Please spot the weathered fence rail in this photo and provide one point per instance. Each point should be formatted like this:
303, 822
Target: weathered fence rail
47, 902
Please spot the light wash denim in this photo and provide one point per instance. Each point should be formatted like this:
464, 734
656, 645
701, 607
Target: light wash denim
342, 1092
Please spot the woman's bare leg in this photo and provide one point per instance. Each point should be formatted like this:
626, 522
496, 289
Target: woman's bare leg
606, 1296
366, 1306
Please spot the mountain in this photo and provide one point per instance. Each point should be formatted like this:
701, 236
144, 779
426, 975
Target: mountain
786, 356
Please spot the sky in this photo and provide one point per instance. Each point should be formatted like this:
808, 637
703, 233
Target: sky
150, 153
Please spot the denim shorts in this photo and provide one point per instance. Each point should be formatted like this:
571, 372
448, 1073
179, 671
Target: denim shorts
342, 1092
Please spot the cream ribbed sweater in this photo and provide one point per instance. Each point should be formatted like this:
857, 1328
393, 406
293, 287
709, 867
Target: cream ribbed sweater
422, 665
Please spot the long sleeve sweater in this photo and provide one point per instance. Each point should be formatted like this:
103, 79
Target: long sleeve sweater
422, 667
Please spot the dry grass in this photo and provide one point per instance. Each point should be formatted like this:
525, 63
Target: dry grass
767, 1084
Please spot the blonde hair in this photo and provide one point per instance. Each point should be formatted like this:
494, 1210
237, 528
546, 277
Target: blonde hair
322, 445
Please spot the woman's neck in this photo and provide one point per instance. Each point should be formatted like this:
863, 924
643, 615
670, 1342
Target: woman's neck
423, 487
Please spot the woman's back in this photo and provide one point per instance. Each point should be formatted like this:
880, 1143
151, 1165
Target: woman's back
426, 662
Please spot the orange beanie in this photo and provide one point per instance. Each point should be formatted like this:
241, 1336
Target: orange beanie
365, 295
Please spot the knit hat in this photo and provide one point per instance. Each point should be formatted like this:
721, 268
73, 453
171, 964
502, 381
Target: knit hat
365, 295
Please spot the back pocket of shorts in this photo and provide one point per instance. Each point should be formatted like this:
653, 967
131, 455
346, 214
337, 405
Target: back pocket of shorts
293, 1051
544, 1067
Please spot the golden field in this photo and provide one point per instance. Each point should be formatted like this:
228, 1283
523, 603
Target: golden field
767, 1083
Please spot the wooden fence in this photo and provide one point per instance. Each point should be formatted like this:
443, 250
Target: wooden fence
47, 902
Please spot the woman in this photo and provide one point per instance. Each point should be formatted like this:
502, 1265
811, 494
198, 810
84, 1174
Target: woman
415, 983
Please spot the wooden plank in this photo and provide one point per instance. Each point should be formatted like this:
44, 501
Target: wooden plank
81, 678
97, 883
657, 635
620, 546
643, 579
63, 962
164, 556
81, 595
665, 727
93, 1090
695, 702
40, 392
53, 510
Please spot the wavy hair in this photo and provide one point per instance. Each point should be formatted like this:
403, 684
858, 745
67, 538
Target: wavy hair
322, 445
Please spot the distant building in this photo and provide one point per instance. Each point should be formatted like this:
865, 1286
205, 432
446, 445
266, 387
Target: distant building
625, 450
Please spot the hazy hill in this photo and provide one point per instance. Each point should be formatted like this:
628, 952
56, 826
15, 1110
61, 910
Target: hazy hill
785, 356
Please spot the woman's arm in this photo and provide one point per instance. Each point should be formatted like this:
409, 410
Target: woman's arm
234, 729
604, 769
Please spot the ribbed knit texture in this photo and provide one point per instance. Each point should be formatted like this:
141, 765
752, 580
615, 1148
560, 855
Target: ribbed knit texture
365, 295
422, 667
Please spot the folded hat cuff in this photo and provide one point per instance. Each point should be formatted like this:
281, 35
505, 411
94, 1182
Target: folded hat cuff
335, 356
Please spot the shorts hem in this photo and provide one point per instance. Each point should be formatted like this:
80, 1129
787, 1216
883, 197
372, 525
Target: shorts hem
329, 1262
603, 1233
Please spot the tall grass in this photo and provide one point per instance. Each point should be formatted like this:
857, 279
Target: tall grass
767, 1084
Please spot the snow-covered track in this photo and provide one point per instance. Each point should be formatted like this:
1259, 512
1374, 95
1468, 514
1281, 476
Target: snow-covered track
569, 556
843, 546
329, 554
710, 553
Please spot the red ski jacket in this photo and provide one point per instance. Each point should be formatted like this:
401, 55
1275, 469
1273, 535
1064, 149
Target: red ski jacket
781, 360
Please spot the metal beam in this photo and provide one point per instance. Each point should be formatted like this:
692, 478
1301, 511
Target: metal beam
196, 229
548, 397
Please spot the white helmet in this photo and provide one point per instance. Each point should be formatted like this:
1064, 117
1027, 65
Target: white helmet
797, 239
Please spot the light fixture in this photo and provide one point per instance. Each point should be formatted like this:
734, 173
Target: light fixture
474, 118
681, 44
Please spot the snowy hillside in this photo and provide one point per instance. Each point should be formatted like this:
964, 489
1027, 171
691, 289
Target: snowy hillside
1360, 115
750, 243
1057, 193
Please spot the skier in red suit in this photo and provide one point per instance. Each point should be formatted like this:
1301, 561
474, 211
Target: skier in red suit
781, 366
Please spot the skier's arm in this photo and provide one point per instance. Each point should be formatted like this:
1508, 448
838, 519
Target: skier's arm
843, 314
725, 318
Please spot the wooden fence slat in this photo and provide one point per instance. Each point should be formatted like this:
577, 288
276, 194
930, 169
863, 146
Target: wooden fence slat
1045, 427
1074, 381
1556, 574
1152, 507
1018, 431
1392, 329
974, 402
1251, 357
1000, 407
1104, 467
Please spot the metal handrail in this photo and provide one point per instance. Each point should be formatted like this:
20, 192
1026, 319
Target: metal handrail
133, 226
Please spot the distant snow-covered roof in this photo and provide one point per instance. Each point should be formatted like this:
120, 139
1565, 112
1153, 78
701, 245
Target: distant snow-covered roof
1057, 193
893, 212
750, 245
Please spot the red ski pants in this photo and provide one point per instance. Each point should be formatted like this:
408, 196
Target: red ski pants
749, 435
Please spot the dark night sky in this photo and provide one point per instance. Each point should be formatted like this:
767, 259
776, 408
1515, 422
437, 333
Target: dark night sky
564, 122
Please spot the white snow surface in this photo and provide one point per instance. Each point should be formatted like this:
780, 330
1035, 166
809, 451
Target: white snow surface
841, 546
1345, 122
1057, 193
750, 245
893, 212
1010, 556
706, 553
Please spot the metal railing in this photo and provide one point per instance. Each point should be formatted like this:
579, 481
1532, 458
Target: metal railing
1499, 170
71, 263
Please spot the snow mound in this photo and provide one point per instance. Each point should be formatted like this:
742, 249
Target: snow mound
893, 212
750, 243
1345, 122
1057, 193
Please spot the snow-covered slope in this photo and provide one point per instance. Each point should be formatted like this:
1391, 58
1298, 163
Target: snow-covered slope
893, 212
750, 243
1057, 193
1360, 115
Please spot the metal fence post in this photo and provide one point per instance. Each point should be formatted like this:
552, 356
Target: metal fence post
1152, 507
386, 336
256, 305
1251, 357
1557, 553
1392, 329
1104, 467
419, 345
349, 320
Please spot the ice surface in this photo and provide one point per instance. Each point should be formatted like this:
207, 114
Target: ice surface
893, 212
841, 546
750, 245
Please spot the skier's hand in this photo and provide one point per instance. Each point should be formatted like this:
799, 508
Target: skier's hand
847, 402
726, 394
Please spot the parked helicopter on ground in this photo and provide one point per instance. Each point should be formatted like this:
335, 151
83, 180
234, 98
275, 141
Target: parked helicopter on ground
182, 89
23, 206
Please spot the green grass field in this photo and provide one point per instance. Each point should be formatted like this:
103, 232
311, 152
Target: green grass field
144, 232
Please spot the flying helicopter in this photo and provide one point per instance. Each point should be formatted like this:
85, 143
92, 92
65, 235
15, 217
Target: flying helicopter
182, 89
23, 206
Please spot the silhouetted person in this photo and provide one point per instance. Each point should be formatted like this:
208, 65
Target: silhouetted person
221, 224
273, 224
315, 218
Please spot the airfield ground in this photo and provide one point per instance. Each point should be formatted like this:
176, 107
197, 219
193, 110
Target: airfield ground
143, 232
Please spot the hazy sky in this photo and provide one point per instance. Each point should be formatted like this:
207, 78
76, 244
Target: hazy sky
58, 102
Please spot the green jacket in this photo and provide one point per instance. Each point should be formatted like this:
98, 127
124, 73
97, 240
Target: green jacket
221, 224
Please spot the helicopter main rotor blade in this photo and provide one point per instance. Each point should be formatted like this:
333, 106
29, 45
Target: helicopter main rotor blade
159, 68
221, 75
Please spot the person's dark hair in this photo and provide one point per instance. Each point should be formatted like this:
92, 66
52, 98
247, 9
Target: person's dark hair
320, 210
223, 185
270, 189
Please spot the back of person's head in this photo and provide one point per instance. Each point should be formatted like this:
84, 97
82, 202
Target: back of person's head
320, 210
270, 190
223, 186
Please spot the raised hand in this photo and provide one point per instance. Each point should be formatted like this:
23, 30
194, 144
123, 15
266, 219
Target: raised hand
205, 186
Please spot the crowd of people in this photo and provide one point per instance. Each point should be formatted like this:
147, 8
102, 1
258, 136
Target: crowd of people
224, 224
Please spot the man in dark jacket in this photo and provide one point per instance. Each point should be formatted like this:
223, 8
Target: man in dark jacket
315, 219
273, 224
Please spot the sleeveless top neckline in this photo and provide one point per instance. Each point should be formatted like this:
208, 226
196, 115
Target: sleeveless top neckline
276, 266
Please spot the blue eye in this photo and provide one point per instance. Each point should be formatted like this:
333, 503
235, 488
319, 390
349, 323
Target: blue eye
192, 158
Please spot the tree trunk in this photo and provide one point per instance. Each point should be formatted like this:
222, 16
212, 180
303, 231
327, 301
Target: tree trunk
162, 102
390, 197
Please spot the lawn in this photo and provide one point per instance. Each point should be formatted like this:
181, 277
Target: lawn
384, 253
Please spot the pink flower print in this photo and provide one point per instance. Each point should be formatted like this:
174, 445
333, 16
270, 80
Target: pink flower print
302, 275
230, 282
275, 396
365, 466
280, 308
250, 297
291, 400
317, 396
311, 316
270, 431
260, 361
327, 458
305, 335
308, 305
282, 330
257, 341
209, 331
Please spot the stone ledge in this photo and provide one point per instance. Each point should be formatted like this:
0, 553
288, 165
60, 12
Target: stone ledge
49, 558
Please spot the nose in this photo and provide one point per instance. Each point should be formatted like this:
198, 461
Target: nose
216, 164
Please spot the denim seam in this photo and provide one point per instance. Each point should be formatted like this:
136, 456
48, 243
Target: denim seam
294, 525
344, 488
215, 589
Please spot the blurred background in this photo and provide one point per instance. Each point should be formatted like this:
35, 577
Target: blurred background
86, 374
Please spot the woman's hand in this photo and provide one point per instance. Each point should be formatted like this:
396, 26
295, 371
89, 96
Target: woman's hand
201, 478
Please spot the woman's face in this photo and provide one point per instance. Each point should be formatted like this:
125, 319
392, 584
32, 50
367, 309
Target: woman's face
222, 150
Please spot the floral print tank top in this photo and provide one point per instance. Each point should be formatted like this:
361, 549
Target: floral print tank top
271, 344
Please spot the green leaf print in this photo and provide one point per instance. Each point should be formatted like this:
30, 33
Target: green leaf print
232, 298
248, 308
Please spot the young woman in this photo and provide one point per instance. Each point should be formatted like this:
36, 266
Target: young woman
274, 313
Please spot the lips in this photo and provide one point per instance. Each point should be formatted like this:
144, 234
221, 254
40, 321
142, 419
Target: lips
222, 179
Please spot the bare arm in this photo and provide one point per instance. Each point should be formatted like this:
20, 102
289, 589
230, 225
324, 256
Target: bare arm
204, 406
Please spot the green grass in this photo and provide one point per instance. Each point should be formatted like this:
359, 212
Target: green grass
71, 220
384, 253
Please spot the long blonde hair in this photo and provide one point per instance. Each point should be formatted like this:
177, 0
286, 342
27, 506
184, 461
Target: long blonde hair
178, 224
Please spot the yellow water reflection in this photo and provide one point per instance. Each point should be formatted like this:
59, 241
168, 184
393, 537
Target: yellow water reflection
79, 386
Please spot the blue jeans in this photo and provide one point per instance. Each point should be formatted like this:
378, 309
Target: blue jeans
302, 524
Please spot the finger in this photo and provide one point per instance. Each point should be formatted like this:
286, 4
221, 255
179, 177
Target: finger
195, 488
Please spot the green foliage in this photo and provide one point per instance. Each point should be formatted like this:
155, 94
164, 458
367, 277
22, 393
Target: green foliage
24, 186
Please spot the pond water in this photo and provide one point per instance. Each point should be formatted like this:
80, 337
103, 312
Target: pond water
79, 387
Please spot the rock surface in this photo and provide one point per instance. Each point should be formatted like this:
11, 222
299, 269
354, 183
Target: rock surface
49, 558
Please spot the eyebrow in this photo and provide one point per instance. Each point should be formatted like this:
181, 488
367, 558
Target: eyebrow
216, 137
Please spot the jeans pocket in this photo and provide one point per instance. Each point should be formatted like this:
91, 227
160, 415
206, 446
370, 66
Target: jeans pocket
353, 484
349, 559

= = = =

Begin with the line containing "Please spot the yellow" and repeat each line exactly until the records above end.

- [Solved exercise]
Please spot the yellow water reflection in this photo and provide one point per instance. Each point should be formatted like this:
59, 241
168, 184
393, 537
Target: yellow water reflection
79, 386
Please spot the blue jeans in this photo and provide one point per instance. Each point should be formatted like this:
378, 309
Target: blue jeans
302, 524
Please spot the finger in this photo and provide one point per instance. Each point should be formatted like this:
286, 4
221, 255
179, 177
Target: finger
195, 488
Please spot the green foliage in this photo and provide one point per instance. Each point should be formatted like this:
155, 94
164, 458
367, 277
22, 393
Target: green foliage
24, 186
Please spot the pond water in this photo and provide one point per instance. Each point should be formatted like this:
80, 337
103, 312
Target: pond water
79, 387
Please spot the rock surface in this photo and provide one point per instance. Each point should be formatted like this:
11, 222
299, 269
354, 183
Target: rock surface
49, 558
Please spot the eyebrow in this photo and provide one point per instance. Each point should be formatted like this:
181, 488
367, 558
Target: eyebrow
216, 137
Please spot the jeans pocket in this photo and provide one point per instance. Each point should be formatted like this:
91, 227
160, 415
206, 446
370, 66
Target: jeans pocket
353, 484
349, 559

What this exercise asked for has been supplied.